### [Given instruction]
Reproduce every line of the listing from the line containing "In this exercise you will label the white cloud" through the last line of the listing, requests included. Offset each coordinate in the answers by -96.

☆ ☆ ☆

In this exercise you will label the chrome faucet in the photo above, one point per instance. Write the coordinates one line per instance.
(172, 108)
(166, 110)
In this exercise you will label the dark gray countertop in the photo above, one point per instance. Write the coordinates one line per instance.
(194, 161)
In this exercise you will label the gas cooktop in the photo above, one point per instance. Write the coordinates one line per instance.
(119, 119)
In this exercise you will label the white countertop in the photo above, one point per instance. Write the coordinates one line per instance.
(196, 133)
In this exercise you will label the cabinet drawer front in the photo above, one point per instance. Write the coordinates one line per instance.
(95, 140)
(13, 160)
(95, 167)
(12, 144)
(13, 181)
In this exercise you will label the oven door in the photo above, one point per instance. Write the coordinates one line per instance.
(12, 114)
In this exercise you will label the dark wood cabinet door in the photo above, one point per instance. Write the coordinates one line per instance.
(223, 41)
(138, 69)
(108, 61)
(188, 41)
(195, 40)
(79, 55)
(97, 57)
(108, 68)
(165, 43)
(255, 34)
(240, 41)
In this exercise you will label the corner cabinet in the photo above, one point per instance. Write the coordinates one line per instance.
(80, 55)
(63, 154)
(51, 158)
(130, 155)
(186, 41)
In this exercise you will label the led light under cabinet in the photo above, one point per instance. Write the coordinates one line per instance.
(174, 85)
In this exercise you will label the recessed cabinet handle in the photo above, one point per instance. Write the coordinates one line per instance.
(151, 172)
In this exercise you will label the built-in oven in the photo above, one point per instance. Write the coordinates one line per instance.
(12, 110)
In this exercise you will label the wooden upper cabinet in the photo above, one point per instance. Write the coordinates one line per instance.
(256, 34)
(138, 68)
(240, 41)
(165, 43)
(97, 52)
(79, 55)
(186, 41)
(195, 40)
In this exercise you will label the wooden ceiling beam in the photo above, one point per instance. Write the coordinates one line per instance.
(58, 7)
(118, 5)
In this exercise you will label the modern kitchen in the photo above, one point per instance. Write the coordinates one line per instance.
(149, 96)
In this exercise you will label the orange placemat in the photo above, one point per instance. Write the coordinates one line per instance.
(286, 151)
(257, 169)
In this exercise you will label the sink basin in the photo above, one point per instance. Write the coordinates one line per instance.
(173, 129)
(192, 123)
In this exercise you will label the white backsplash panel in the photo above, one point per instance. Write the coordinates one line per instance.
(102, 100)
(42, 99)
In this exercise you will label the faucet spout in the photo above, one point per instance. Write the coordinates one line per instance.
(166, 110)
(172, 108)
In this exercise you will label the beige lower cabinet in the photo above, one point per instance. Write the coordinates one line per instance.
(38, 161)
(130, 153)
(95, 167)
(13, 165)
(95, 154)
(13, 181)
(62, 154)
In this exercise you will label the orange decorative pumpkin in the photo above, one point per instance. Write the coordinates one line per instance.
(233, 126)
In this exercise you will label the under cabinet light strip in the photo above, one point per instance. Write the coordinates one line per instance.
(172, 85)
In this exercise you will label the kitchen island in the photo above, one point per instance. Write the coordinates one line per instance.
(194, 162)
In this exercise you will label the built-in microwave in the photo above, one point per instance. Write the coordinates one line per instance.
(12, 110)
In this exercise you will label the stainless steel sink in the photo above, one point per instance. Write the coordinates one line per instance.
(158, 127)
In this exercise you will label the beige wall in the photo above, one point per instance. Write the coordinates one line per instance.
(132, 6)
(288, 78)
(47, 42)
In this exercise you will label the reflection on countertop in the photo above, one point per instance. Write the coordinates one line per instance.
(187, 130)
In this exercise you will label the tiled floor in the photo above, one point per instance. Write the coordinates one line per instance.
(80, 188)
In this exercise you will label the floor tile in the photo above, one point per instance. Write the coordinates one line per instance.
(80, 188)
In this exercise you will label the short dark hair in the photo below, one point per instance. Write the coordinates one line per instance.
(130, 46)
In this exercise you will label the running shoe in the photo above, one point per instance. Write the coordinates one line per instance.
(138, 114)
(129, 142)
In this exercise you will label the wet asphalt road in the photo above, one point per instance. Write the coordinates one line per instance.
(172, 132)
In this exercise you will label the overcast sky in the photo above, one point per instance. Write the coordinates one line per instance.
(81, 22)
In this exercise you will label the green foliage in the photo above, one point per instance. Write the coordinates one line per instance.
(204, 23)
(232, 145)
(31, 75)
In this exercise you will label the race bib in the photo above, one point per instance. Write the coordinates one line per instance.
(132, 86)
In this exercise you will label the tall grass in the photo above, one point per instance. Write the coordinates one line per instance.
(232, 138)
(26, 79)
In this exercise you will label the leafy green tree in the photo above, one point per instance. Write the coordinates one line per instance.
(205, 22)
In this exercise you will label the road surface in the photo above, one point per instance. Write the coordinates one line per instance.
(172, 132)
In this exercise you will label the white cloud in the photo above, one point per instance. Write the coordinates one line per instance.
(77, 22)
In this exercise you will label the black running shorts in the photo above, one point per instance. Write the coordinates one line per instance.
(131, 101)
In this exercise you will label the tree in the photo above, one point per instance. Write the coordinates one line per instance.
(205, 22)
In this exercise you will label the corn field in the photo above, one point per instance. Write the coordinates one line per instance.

☆ ☆ ☆

### [Output for this task]
In this exercise you will label the white cloud in the photo above, one point per instance. Write the coordinates one line per instance.
(-19, -74)
In this exercise you will label the black running shorts in the photo above, one point per instance. Write the coordinates one line per instance.
(35, 5)
In this exercise you will label the tree in the photo above, one point per instance. Write the coordinates one line per instance.
(109, -74)
In this exercise you will label the corn field in the photo above, one point per instance. Write the coordinates one line per instance.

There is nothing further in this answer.